Stored data entries:

##############################

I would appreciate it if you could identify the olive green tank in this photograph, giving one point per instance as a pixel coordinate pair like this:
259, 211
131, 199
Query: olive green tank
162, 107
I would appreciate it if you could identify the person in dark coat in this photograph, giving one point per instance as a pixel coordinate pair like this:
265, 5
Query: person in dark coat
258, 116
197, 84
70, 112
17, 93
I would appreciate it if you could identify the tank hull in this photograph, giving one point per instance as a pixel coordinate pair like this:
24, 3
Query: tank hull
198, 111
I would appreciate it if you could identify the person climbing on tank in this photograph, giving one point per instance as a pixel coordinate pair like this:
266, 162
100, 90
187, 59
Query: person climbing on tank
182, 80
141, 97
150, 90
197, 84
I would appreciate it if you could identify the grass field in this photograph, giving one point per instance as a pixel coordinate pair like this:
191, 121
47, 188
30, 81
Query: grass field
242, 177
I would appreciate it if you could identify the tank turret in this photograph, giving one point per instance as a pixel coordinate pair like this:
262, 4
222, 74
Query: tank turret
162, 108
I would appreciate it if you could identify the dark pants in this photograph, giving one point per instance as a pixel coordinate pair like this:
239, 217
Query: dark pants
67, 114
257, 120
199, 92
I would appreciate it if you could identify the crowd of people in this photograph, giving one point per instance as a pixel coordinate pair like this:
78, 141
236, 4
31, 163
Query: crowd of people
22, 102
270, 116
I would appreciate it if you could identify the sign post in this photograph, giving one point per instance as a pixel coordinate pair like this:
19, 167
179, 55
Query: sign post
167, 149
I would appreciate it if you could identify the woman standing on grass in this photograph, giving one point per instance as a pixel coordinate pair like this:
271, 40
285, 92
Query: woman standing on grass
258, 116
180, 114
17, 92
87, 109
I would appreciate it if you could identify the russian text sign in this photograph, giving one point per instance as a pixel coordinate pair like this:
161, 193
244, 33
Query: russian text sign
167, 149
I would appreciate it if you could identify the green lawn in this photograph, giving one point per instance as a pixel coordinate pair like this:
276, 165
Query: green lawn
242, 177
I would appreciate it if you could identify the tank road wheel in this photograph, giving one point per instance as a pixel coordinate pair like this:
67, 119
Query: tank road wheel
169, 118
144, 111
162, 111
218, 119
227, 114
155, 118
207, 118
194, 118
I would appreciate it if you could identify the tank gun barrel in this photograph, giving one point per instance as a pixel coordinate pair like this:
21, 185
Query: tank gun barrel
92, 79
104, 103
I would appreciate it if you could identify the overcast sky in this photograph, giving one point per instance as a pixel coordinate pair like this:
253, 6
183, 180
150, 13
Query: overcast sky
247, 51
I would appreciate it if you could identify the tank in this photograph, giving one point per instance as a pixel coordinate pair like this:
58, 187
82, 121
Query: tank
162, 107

##############################

◆ TRY IT ◆
The task requires an exact copy of all the lines above.

◆ REPLY ◆
I would appreciate it if you could identify the olive green tank in this photograph, giving one point per instance as a pixel coordinate pair like this:
259, 211
131, 199
Query: olive green tank
162, 107
I would appreciate it if you could identify the person in dark coat in this photograph, giving one point per instance as a pixel coordinate pair like this:
265, 5
Query: person in dark coat
258, 116
197, 84
70, 112
17, 93
I would appreciate it if you could identify the tank hull in this photograph, giving one point per instance as a pixel coordinate pair like this:
24, 3
Query: tank hull
198, 111
I would appreciate it if you could identify the person climbing on tank in this photograph, giving one point per instance as a pixel coordinate pair like this:
266, 162
100, 90
187, 59
Query: person climbing on tank
182, 80
141, 97
150, 90
197, 84
I would appreciate it if you could identify the grass field in this photograph, giving one point per instance as a pixel coordinate pair like this:
191, 121
47, 188
30, 81
Query: grass field
242, 177
I would appreciate it if you could identify the tank turret in this photograph, giving one point per instance as a pixel coordinate pair like this:
262, 4
222, 74
Query: tank turret
162, 108
I would appreciate it if you could identify the dark pants in this photograph, giving one point per instance as a pixel coordinate pair like this:
239, 217
Query: dark pants
67, 114
257, 120
199, 92
I would appreciate it if you could identify the crowd of people in this photograph, giving one point per instance as a pixel coordinate pair like this:
78, 141
236, 4
31, 163
Query: crowd of people
22, 102
270, 116
I would appreciate it if you could identify the sign post in this photograph, giving one point per instance as a pixel coordinate pair like this:
19, 167
179, 55
Query: sign post
167, 149
I would appreciate it if you could identify the woman standing on grass in this photograph, giving one point per instance as a pixel coordinate pair like this:
271, 40
285, 92
Query: woman standing on grass
258, 116
180, 114
17, 92
87, 109
I would appreciate it if you could identify the russian text sign in this photograph, giving one point per instance as a pixel coordinate pair like this:
161, 193
244, 33
Query: russian text sign
167, 149
I would appreciate it if you could identify the green lawn in this photograph, giving one point per instance as a pixel coordinate pair like this:
276, 165
Query: green lawn
242, 177
I would appreciate it if you could identify the tank road wheel in this photograph, giving one point per instance as a pixel coordinate pair like this:
67, 119
Query: tank road wheel
169, 118
144, 111
162, 111
218, 119
227, 114
155, 118
207, 118
194, 118
I would appreciate it if you could identify the tank gun barrel in this photograph, giving one point per instance as a pixel coordinate pair like this:
21, 185
Query: tank gun barrel
92, 79
104, 103
I would appreciate it if you could identify the overcast sky in this photograph, giving one point per instance as a pixel coordinate pair like this:
253, 6
183, 180
150, 13
Query: overcast sky
247, 51
I would appreciate it if you could identify the tank in this photograph, giving one point per instance as a pixel coordinate pair like this:
58, 187
82, 121
Query: tank
162, 107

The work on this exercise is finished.